[Data extract Boundary: Start]

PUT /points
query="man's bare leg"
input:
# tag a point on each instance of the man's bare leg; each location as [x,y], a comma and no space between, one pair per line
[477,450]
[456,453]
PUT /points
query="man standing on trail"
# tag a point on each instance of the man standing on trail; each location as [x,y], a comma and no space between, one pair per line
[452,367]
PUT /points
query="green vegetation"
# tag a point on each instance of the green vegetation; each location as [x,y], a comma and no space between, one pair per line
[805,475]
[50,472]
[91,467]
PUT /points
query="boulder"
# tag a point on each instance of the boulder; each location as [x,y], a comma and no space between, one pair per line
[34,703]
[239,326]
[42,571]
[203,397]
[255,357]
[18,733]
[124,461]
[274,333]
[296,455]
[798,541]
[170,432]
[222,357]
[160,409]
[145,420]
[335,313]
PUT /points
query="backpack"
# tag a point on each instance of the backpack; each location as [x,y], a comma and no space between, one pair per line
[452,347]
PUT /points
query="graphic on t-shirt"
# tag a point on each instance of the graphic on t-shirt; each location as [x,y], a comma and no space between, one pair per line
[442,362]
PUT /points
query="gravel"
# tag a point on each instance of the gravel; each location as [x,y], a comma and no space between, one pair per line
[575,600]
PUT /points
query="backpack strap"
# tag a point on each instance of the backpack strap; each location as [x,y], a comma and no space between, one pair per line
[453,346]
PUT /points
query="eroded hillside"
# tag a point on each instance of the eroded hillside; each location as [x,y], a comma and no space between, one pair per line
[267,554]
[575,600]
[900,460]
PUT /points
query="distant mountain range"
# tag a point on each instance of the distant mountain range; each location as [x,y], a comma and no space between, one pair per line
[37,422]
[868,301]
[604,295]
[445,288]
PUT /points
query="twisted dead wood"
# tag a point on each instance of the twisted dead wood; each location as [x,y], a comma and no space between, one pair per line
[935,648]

[Data extract Boundary: End]

• _Instructions for the task_
Every line in the entries that contains the word "query" should be counted, and the total stated alone.

• _Result of this exercise_
11